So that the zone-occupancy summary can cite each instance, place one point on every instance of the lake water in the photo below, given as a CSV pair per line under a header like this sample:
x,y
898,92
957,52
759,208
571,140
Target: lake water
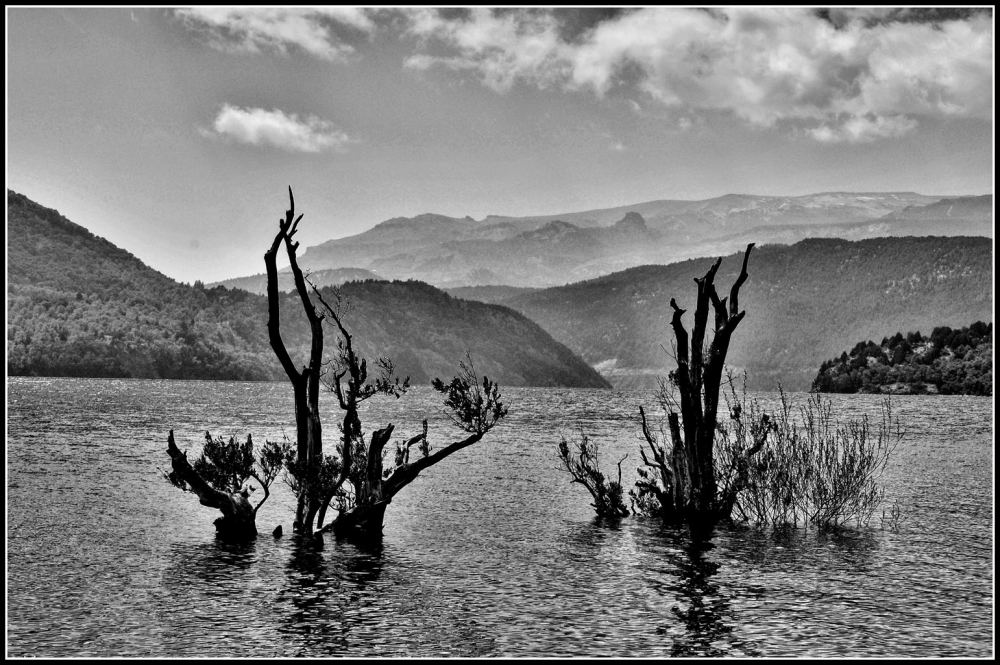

**Task details**
Copy every line of the records above word for word, leaving out the picture.

**Solution to the exercise**
So that the zone-occupancy summary can cite each instance, place one point on every instance of the lake water in the photo below, given as a CSV pair per line under a header like this sample:
x,y
898,92
957,52
759,208
571,140
Target: lake water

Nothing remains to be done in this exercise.